■ Reading passage ■
------------------------------------

Secondly, in an increasingly crowded marketplace where education is often the most expensive element of GTM, PLG eliminates expensive advertising efforts to educate users. Instead of actively being informed via a sales pitch, PLG has gamified the trial, value recognition and adoption process where buyers are quickly educated without ever feeling “taught” or “sold to.” They learn by getting value instead of learning how to get value.

A great example is PLG darling, Zoom Video Communications. While the pandemic has been a gold mine for web conferencing generally, (+500% in usage during pandemic as of April 2020), Zoom's market cap has gone from $40.3 billion at the end of 2020 to $54.8 billion as of today.

Founded in 2011 and launched in 2013, Zoom started its life with two years of having no marketing department. This was because at launch it was up against well known competitors like Webex and GoToMeeting. Advertising to drive awareness, trial, and adoption would have been exorbitant.

Building a simple, 1 click freemium product that eliminated all the hassle of setting up calls and drove word of mouth distribution was a better use of funds. By 2015, Zoom was able to begin focusing on converting many of these users to paying customers via premium versions with added features.

Today, Zoom has over 300 million daily active users (DAUs), but much more interesting is their number of business customers. Amongst their approximately 512,100 customers with more than 10 employees, 2,507 are now contributing more than $100,000 to video chat app Zoom in trailing 12 months revenue, up approximately 94% YOY. In 2018 that number was 143. That’s the power of a long term, PLG strategy.

Thirdly, PLG provides faster scaling. The pandemic has flooded the market with potential new digital customers way outside traditional market borders, this is especially lucrative.

Scale takes form in a variety of shapes including opening up your funnel to people earlier in the customer journey (try before you buy vs. losing time spent filling out a request for a demo), faster global penetration (while competitors hire sales reps per region you focus on improving your product in market), and letting prospects qualify themselves into (or out of) your target list.

All of the above contribute to a rise in “buzz” around PLG, and are part of why, according to OpenView, product-led businesses are valued more than 30% higher than the public-market SaaS Index Fund. Unlocking PLG requires a clear strategy but done correctly, can enable significant growth in your business.

------------------------------------

■ What you should do ■
Copy out the text on product-led growth word for word, in full.

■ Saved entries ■
------------------------------------

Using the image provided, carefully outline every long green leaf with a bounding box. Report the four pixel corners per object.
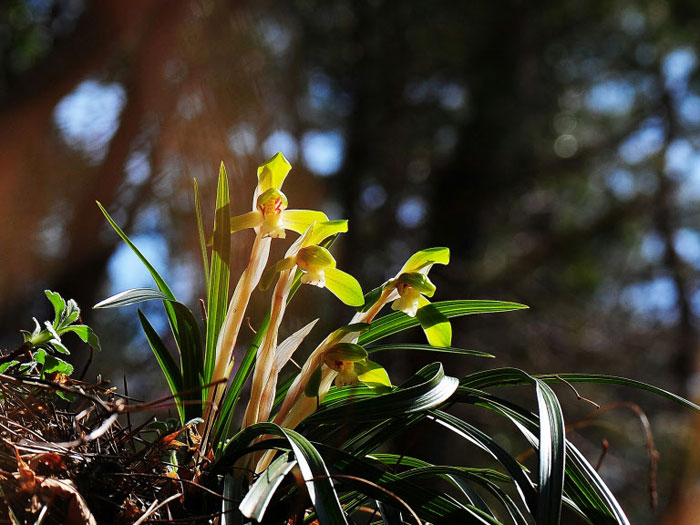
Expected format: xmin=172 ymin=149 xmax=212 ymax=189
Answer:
xmin=427 ymin=410 xmax=537 ymax=514
xmin=138 ymin=310 xmax=187 ymax=425
xmin=97 ymin=202 xmax=179 ymax=366
xmin=192 ymin=179 xmax=209 ymax=290
xmin=238 ymin=454 xmax=297 ymax=522
xmin=218 ymin=423 xmax=347 ymax=525
xmin=204 ymin=162 xmax=231 ymax=383
xmin=535 ymin=379 xmax=566 ymax=525
xmin=365 ymin=343 xmax=495 ymax=358
xmin=357 ymin=300 xmax=527 ymax=346
xmin=93 ymin=288 xmax=172 ymax=308
xmin=97 ymin=202 xmax=175 ymax=301
xmin=305 ymin=363 xmax=458 ymax=424
xmin=172 ymin=301 xmax=206 ymax=421
xmin=214 ymin=235 xmax=338 ymax=444
xmin=460 ymin=368 xmax=700 ymax=412
xmin=454 ymin=380 xmax=628 ymax=525
xmin=316 ymin=443 xmax=498 ymax=525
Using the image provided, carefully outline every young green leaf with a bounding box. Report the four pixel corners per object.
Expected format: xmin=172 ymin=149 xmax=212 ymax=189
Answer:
xmin=204 ymin=162 xmax=231 ymax=383
xmin=192 ymin=179 xmax=209 ymax=289
xmin=325 ymin=268 xmax=364 ymax=306
xmin=93 ymin=288 xmax=171 ymax=308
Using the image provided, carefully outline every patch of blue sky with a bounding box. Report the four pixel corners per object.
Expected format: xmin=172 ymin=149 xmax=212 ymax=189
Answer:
xmin=620 ymin=276 xmax=678 ymax=323
xmin=664 ymin=139 xmax=697 ymax=179
xmin=640 ymin=232 xmax=666 ymax=263
xmin=665 ymin=139 xmax=700 ymax=204
xmin=262 ymin=129 xmax=299 ymax=162
xmin=585 ymin=79 xmax=636 ymax=116
xmin=690 ymin=290 xmax=700 ymax=315
xmin=125 ymin=149 xmax=151 ymax=186
xmin=678 ymin=95 xmax=700 ymax=125
xmin=53 ymin=80 xmax=126 ymax=165
xmin=107 ymin=233 xmax=168 ymax=295
xmin=673 ymin=228 xmax=700 ymax=267
xmin=301 ymin=130 xmax=345 ymax=177
xmin=396 ymin=196 xmax=428 ymax=228
xmin=618 ymin=117 xmax=664 ymax=164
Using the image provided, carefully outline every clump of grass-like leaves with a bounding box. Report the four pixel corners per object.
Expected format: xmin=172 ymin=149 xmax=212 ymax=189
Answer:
xmin=5 ymin=153 xmax=700 ymax=524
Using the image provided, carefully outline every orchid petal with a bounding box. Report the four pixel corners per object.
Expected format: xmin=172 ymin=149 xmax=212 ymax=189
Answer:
xmin=416 ymin=297 xmax=452 ymax=347
xmin=231 ymin=211 xmax=263 ymax=233
xmin=282 ymin=210 xmax=328 ymax=234
xmin=303 ymin=220 xmax=348 ymax=246
xmin=275 ymin=319 xmax=318 ymax=370
xmin=258 ymin=153 xmax=292 ymax=193
xmin=325 ymin=268 xmax=365 ymax=306
xmin=399 ymin=248 xmax=450 ymax=274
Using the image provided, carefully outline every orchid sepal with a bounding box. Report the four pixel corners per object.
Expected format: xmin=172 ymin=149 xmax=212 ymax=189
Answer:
xmin=258 ymin=153 xmax=292 ymax=193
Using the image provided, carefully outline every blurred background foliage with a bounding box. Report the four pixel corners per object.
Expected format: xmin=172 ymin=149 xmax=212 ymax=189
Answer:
xmin=0 ymin=0 xmax=700 ymax=524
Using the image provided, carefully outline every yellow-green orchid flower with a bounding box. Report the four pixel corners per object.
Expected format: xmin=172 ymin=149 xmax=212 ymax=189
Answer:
xmin=260 ymin=221 xmax=364 ymax=306
xmin=231 ymin=153 xmax=328 ymax=239
xmin=353 ymin=248 xmax=452 ymax=346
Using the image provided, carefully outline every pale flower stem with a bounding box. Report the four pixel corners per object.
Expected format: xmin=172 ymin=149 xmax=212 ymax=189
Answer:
xmin=274 ymin=289 xmax=393 ymax=428
xmin=203 ymin=232 xmax=270 ymax=428
xmin=243 ymin=270 xmax=293 ymax=428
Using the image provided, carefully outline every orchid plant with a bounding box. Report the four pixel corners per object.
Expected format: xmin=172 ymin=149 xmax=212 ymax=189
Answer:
xmin=96 ymin=153 xmax=700 ymax=524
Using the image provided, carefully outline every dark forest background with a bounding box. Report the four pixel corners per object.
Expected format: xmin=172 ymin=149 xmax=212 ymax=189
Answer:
xmin=0 ymin=0 xmax=700 ymax=524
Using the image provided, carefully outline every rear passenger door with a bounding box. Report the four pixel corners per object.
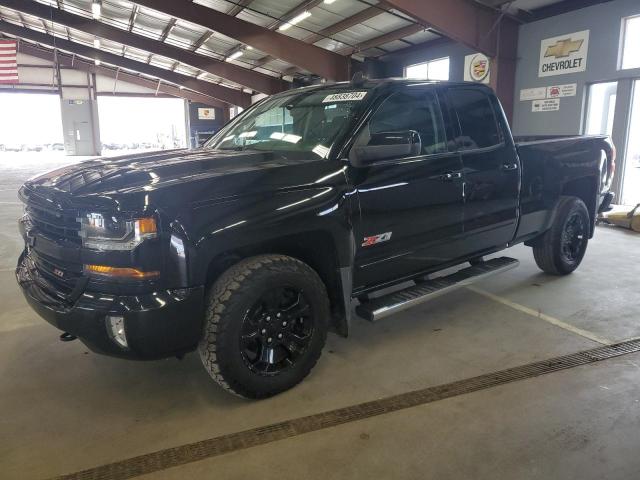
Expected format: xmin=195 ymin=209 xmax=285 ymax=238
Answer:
xmin=447 ymin=87 xmax=520 ymax=255
xmin=348 ymin=85 xmax=462 ymax=288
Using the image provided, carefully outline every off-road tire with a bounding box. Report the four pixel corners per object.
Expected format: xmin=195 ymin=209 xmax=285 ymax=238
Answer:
xmin=533 ymin=196 xmax=591 ymax=275
xmin=198 ymin=255 xmax=330 ymax=399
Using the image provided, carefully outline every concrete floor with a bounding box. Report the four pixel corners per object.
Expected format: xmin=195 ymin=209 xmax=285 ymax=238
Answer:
xmin=0 ymin=158 xmax=640 ymax=480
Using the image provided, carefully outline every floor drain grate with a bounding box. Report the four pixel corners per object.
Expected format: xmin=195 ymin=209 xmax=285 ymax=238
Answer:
xmin=51 ymin=339 xmax=640 ymax=480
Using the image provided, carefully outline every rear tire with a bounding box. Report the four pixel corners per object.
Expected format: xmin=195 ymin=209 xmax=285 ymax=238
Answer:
xmin=198 ymin=255 xmax=330 ymax=399
xmin=533 ymin=196 xmax=591 ymax=275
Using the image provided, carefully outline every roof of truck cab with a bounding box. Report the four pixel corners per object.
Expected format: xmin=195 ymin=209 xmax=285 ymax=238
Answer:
xmin=273 ymin=78 xmax=490 ymax=96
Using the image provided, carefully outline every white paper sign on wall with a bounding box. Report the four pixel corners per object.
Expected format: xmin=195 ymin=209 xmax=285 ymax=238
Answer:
xmin=531 ymin=98 xmax=560 ymax=112
xmin=464 ymin=53 xmax=491 ymax=84
xmin=198 ymin=108 xmax=216 ymax=120
xmin=538 ymin=30 xmax=589 ymax=77
xmin=547 ymin=83 xmax=578 ymax=98
xmin=520 ymin=87 xmax=547 ymax=102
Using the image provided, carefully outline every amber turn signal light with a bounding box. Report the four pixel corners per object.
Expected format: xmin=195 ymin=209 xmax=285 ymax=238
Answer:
xmin=84 ymin=265 xmax=160 ymax=280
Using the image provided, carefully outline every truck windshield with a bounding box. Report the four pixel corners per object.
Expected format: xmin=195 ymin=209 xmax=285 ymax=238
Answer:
xmin=206 ymin=88 xmax=367 ymax=158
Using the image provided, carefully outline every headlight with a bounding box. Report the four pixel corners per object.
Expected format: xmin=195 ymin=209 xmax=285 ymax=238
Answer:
xmin=80 ymin=213 xmax=158 ymax=250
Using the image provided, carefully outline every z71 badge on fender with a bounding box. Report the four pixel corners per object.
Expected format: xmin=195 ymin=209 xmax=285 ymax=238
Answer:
xmin=362 ymin=232 xmax=393 ymax=247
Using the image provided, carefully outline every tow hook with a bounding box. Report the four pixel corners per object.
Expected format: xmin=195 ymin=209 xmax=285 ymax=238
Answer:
xmin=60 ymin=332 xmax=78 ymax=342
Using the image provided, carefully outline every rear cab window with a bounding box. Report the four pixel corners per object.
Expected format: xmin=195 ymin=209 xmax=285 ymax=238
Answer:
xmin=447 ymin=87 xmax=503 ymax=151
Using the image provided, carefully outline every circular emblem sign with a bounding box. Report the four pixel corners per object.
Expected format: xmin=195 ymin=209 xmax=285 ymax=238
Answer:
xmin=469 ymin=53 xmax=489 ymax=82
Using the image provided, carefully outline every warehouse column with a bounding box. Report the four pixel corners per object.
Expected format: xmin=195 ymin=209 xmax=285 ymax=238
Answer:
xmin=60 ymin=70 xmax=102 ymax=156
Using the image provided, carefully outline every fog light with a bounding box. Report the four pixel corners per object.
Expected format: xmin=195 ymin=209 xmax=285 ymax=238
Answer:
xmin=106 ymin=315 xmax=129 ymax=348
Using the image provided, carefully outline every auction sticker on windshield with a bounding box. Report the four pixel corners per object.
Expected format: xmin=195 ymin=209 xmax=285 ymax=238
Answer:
xmin=322 ymin=92 xmax=367 ymax=103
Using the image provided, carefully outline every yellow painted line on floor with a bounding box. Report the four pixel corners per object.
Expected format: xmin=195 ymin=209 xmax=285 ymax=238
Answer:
xmin=467 ymin=286 xmax=613 ymax=345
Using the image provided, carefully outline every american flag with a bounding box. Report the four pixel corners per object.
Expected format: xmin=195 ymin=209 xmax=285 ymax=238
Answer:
xmin=0 ymin=40 xmax=18 ymax=83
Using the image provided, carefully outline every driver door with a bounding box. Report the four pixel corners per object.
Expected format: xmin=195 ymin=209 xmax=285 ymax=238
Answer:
xmin=348 ymin=85 xmax=463 ymax=291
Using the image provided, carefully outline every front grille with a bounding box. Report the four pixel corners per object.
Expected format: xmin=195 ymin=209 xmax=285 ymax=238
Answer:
xmin=29 ymin=250 xmax=82 ymax=298
xmin=26 ymin=202 xmax=82 ymax=246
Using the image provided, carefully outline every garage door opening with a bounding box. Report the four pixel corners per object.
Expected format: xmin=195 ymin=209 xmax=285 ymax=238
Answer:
xmin=0 ymin=92 xmax=64 ymax=154
xmin=98 ymin=96 xmax=187 ymax=155
xmin=622 ymin=80 xmax=640 ymax=205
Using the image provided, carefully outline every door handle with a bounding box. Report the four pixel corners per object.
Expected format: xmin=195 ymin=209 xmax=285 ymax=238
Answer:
xmin=501 ymin=163 xmax=518 ymax=170
xmin=439 ymin=172 xmax=462 ymax=182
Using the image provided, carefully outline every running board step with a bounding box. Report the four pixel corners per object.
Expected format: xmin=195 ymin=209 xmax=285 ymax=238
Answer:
xmin=356 ymin=257 xmax=520 ymax=322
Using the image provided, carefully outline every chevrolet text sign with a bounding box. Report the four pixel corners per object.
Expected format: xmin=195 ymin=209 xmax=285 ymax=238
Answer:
xmin=538 ymin=30 xmax=589 ymax=77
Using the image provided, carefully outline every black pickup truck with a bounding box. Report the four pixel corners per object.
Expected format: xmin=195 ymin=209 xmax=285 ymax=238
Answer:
xmin=16 ymin=80 xmax=615 ymax=398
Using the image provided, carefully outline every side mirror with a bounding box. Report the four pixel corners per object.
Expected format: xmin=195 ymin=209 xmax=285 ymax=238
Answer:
xmin=349 ymin=130 xmax=422 ymax=166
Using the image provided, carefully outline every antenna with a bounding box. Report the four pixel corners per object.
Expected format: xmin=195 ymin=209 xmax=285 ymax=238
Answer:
xmin=351 ymin=71 xmax=368 ymax=86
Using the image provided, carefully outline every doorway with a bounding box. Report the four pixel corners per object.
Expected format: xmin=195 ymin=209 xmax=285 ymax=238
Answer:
xmin=622 ymin=80 xmax=640 ymax=205
xmin=584 ymin=82 xmax=618 ymax=136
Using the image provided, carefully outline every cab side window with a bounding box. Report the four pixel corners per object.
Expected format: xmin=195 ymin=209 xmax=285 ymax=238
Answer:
xmin=369 ymin=91 xmax=447 ymax=155
xmin=448 ymin=88 xmax=502 ymax=150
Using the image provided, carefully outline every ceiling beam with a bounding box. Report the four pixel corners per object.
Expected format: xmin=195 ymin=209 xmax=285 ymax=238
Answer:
xmin=130 ymin=0 xmax=350 ymax=80
xmin=0 ymin=0 xmax=287 ymax=95
xmin=338 ymin=24 xmax=425 ymax=55
xmin=303 ymin=2 xmax=386 ymax=43
xmin=0 ymin=20 xmax=251 ymax=107
xmin=128 ymin=5 xmax=138 ymax=32
xmin=252 ymin=0 xmax=398 ymax=75
xmin=385 ymin=0 xmax=513 ymax=57
xmin=158 ymin=18 xmax=178 ymax=42
xmin=227 ymin=0 xmax=253 ymax=17
xmin=18 ymin=42 xmax=228 ymax=108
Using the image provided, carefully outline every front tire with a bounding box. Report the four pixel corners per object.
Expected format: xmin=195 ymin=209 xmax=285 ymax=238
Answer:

------------------------------------

■ Answer to this exercise ■
Secondly, in an increasingly crowded marketplace where education is often the most expensive element of GTM, PLG eliminates expensive advertising efforts to educate users. Instead of actively being informed via a sales pitch, PLG has gamified the trial, value recognition and adoption process where buyers are quickly educated without ever feeling “taught” or “sold to.” They learn by getting value instead of learning how to get value.

A great example is PLG darling, Zoom Video Communications. While the pandemic has been a gold mine for web conferencing generally, (+500% in usage during pandemic as of April 2020), Zoom's market cap has gone from $40.3 billion at the end of 2020 to $54.8 billion as of today.

Founded in 2011 and launched in 2013, Zoom started its life with two years of having no marketing department. This was because at launch it was up against well known competitors like Webex and GoToMeeting. Advertising to drive awareness, trial, and adoption would have been exorbitant.

Building a simple, 1 click freemium product that eliminated all the hassle of setting up calls and drove word of mouth distribution was a better use of funds. By 2015, Zoom was able to begin focusing on converting many of these users to paying customers via premium versions with added features.

Today, Zoom has over 300 million daily active users (DAUs), but much more interesting is their number of business customers. Amongst their approximately 512,100 customers with more than 10 employees, 2,507 are now contributing more than $100,000 to video chat app Zoom in trailing 12 months revenue, up approximately 94% YOY. In 2018 that number was 143. That’s the power of a long term, PLG strategy.

Thirdly, PLG provides faster scaling. The pandemic has flooded the market with potential new digital customers way outside traditional market borders, this is especially lucrative.

Scale takes form in a variety of shapes including opening up your funnel to people earlier in the customer journey (try before you buy vs. losing time spent filling out a request for a demo), faster global penetration (while competitors hire sales reps per region you focus on improving your product in market), and letting prospects qualify themselves into (or out of) your target list.

All of the above contribute to a rise in “buzz” around PLG, and are part of why, according to OpenView, product-led businesses are valued more than 30% higher than the public-market SaaS Index Fund. Unlocking PLG requires a clear strategy but done correctly, can enable significant growth in your business.